begin Text shown

Date of Report (Date of earliest event reported):  September 14, 2010


FUELSTREAM, INC.
(Exact  Name of Registrant as Specified in Charter)



Delaware
333-14477
87-0561426
(State of Other Jurisdiction
(Commission File
(IRS Employer
Of Incorporation)
Number)
Identification No.)

10757 South River Front Parkway, Ste 125
South Jordan, Utah
 
84095
(Address of Principal Executive Offices)
(Zip Code)

Registrant’s telephone number, including area code:  (801) 816-2510


(Former Name or Former Address, if Changed Since Last Report)

Check the appropriate box below if the Form 8-k filing is intended to simultaneously satisfy the filing obligation of the registrant under any of the following provisions:

[  ]  Written communications pursuant to Rule 425 under the Securities Act

[  ]  Soliciting material pursuant to Rule 14a-12 under the Exchange Act

[  ]  Pre-commencement communications pursuant to Rule 14d-2(b) under the Exchange Act
 
[  ]  Pre-commencement communications pursuant to Rule 13e-4(c) under the Exchange Act




 
 

 


Item 1.01 Entry into a Material Definitive Agreement
 
   On August 31, 2010, Fuel Stream, Inc. (“FLST” or the “Company”) entered into a Joint Venture Agreement (“Agreement”) with International Capital Partners, LLC, a Delaware limited liability company and Joeseph F. Maida, Inc., a corporation incorporated in Florida ( “IJ”).  The purpose of the Agreement is for the purchase and resale of certain commodity products on terms to be mutually agreed upon by the Parties as set forth in the Agreement.  Both parties shall share the profit realized from this Agreement after netting out any mutually agreed costs and expenses, with FLST receiving 60% and IJ receiving 40%.

end Text shown

# Exercises to complete:
**A.** Under the joint venture agreement described in the filing, what percentage of the profit does FLST receive?
**B.** Transcribe the section of the filing that opens with the words containing "FUELSTREAM, INC." and closes with "Of Incorporation)".

begin Data shown

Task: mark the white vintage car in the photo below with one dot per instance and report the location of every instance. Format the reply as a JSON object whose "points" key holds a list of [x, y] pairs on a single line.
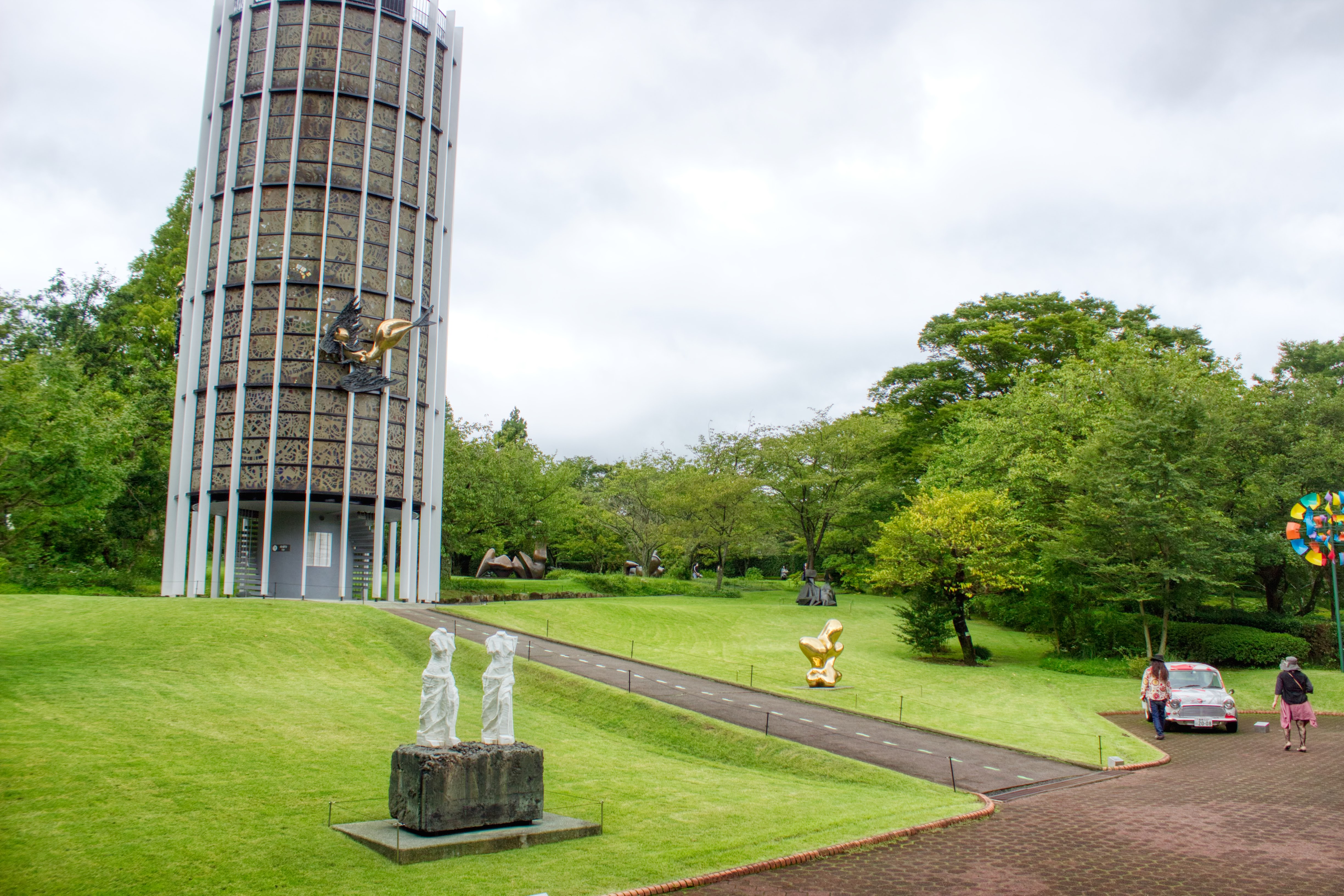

end Data shown

# Solutions in order:
**A.** 60%

**B.**
FUELSTREAM, INC.
(Exact  Name of Registrant as Specified in Charter)



Delaware
333-14477
87-0561426
(State of Other Jurisdiction
(Commission File
(IRS Employer
Of Incorporation)